» Exercise brief: In the records below, copy the lines unchanged, starting at the line that contains "Note: for every instance of the green" and ending at the line that contains "66], [18, 56]]". Include both of those lines.

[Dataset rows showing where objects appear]
-- BEGIN --

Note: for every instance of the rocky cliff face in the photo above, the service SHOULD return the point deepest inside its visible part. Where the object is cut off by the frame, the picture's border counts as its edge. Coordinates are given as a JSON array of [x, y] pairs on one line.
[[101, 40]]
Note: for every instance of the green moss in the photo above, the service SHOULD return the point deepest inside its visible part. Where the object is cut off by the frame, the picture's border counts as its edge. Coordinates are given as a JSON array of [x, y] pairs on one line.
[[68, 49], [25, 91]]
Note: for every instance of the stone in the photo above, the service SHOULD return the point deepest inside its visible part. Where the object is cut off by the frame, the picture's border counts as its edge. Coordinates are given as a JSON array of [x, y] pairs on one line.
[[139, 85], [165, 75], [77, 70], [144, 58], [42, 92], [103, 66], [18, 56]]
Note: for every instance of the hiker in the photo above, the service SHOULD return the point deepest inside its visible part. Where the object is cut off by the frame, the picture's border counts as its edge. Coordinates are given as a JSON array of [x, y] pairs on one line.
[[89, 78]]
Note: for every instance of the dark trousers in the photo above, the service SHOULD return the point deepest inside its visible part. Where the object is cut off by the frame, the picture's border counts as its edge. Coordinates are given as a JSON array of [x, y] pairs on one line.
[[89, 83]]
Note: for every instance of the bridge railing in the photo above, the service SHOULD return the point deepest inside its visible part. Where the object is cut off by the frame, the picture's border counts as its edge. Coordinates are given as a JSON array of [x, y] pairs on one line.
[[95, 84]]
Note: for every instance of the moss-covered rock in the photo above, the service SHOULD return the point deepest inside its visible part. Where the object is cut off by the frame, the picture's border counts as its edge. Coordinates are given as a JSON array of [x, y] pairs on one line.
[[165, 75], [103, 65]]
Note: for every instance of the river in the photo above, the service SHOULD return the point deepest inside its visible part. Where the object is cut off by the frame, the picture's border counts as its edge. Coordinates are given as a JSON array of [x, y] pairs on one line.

-- END --

» Correct response:
Note: for every instance of the green moss in the photo above, the service SHOULD return the point deepest inside its visible part. Where the object is cut off by the frame, the picture's border counts as its edge. Coordinates are given as a JSON array of [x, y] pairs on one line.
[[68, 49], [25, 91]]
Note: for every instance of the stone in the photo above, the service SHOULD return the point deepest inside its visible part. Where the object is cut off by the frame, the picture's border counts as its edge. Coordinates are given as a JSON array of [x, y] pairs on one line.
[[139, 85], [165, 75], [77, 70], [144, 58], [42, 92], [103, 66], [18, 56]]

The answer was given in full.